#### [Items from a data source]
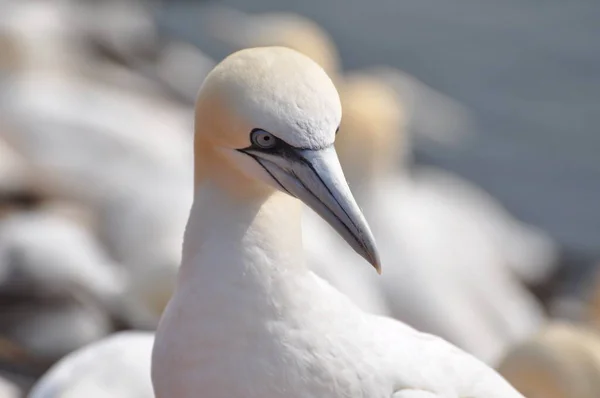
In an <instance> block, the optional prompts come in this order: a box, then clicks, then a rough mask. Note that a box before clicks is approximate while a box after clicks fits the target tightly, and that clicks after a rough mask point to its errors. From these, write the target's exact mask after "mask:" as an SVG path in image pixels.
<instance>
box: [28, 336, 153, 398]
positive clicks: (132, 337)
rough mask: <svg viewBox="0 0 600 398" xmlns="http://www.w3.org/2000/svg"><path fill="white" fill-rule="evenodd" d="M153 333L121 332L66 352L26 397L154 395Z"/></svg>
mask: <svg viewBox="0 0 600 398" xmlns="http://www.w3.org/2000/svg"><path fill="white" fill-rule="evenodd" d="M153 344H154V333H150V332H120V333H116V334H114V335H111V336H109V337H107V338H105V339H102V340H100V341H97V342H95V343H93V344H90V345H88V346H86V347H84V348H82V349H80V350H78V351H75V352H73V353H71V354H70V355H67V356H66V357H65V358H63V359H62V360H60V361H59V362H57V363H56V365H54V367H53V368H52V369H51V370H50V371H48V373H46V374H45V375H44V376H43V377H42V378H41V379H40V380H39V381H38V383H36V385H35V386H34V387H33V389H32V390H31V392H30V394H29V398H78V397H80V398H83V397H85V398H117V397H118V398H154V393H153V391H152V382H151V380H150V357H151V354H152V345H153Z"/></svg>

#### [PROBLEM TO SOLVE]
Give back every record precisely as it stands, without the images.

#### [ANSWER FOR THE TASK]
In an <instance> block, the optional prompts come in this order: a box, then clicks, then a rough mask. Note that a box before clicks is approximate while a box after clicks fits the target tightly, and that clicks after a rough mask point to its errors. From these, write the target's exact mask after "mask:" as an SVG path in image pixels.
<instance>
box: [28, 336, 153, 398]
positive clicks: (132, 337)
rough mask: <svg viewBox="0 0 600 398" xmlns="http://www.w3.org/2000/svg"><path fill="white" fill-rule="evenodd" d="M153 333L121 332L66 352L26 397L154 395Z"/></svg>
mask: <svg viewBox="0 0 600 398" xmlns="http://www.w3.org/2000/svg"><path fill="white" fill-rule="evenodd" d="M153 344H154V333H150V332H120V333H116V334H114V335H111V336H109V337H107V338H105V339H102V340H100V341H97V342H95V343H93V344H90V345H88V346H86V347H84V348H82V349H80V350H78V351H75V352H73V353H71V354H70V355H67V356H66V357H65V358H63V359H62V360H60V361H59V362H57V363H56V365H54V367H53V368H52V369H51V370H50V371H48V373H46V374H45V375H44V376H43V377H42V378H41V379H40V380H39V381H38V383H36V385H35V386H34V387H33V389H32V390H31V392H30V394H29V398H78V397H80V398H83V397H85V398H117V397H118V398H154V393H153V391H152V382H151V380H150V357H151V354H152V345H153Z"/></svg>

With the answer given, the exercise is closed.